> _Bounding box annotation entries_:
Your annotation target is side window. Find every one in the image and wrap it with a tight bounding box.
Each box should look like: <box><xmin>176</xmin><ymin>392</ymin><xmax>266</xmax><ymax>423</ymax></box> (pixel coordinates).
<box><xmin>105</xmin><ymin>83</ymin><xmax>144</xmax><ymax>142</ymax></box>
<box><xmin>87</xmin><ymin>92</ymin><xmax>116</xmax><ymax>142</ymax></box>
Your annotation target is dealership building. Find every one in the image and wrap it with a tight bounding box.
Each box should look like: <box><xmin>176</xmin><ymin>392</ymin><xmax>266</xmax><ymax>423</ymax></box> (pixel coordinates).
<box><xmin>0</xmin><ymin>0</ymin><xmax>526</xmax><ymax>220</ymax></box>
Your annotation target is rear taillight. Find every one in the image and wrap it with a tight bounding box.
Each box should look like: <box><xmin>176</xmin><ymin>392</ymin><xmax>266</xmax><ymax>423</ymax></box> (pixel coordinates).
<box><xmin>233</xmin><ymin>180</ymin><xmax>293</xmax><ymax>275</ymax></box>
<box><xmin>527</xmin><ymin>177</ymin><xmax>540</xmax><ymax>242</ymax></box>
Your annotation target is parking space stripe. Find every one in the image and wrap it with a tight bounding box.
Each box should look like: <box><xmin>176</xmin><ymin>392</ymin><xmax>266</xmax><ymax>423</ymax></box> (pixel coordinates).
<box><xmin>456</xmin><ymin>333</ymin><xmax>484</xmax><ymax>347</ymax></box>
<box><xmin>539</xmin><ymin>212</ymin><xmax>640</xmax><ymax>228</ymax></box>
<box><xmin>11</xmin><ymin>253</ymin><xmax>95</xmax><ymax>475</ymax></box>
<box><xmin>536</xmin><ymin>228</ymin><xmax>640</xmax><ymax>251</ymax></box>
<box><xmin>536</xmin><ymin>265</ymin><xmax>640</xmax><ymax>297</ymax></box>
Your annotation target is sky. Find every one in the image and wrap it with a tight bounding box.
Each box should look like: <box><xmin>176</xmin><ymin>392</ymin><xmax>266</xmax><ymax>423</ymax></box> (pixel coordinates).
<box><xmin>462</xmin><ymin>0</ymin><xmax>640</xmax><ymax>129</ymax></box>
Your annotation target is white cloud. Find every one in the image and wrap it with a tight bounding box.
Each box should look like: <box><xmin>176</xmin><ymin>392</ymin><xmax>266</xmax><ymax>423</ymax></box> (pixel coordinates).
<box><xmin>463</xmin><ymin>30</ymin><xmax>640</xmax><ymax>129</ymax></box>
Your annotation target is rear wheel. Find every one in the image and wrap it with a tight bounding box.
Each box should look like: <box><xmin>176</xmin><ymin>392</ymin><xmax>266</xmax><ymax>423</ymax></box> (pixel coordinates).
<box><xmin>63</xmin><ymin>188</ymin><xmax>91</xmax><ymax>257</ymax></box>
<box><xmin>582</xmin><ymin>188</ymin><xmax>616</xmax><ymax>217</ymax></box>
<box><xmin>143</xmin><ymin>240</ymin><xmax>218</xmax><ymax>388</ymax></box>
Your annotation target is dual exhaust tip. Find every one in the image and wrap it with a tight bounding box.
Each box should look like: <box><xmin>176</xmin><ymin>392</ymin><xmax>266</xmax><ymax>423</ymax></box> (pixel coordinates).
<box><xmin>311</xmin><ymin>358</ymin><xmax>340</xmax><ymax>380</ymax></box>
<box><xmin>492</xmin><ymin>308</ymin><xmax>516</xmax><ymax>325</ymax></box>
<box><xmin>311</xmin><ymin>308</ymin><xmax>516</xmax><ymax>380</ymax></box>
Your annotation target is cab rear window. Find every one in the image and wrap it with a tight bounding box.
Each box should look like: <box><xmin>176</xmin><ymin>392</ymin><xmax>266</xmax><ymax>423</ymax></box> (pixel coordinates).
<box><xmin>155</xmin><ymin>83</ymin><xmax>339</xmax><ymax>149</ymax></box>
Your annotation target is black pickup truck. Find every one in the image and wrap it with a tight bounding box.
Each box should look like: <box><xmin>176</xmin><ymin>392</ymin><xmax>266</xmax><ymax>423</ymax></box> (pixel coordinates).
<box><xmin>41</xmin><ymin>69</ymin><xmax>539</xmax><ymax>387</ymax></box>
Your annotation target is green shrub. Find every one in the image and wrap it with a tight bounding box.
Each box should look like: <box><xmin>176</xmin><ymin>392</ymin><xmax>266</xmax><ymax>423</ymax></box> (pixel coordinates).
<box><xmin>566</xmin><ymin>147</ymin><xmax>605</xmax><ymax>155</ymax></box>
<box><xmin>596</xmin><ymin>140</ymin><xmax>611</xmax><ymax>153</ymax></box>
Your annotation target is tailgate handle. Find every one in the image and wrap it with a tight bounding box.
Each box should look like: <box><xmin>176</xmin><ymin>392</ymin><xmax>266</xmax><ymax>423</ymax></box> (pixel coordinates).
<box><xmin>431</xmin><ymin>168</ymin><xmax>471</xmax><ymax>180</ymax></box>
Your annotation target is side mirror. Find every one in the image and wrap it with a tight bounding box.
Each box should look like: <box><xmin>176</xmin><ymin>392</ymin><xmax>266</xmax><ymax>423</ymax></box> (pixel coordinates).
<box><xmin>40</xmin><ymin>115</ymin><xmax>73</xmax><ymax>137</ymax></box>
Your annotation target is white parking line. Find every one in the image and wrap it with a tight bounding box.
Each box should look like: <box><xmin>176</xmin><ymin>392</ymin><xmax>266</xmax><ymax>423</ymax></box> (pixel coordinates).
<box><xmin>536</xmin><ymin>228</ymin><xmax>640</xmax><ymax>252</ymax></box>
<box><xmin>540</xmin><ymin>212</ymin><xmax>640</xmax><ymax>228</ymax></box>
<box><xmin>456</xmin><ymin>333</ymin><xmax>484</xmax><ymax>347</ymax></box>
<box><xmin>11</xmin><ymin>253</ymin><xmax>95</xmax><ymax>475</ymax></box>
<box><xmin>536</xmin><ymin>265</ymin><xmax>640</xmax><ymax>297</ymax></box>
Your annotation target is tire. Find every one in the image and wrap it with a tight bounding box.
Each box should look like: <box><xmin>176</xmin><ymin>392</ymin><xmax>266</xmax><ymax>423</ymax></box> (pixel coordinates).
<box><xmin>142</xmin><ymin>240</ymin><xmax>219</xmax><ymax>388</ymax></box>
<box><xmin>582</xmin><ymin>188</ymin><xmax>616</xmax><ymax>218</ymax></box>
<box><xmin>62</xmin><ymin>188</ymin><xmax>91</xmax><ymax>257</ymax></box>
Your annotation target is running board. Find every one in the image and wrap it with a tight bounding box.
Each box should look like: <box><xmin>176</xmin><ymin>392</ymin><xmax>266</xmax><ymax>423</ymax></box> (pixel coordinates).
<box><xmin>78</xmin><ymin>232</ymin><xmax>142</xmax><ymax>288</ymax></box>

> _Request_:
Show each line from the records above that contains the word "rear".

> _Answer in full_:
Your annotation target is rear taillight. Find every one in the image and wrap it with a tight bounding box.
Your annotation target is rear wheel. Find every one in the image and wrap it with a tight bounding box.
Your annotation target is cab rear window. Find every one in the image and wrap it with a tight bounding box.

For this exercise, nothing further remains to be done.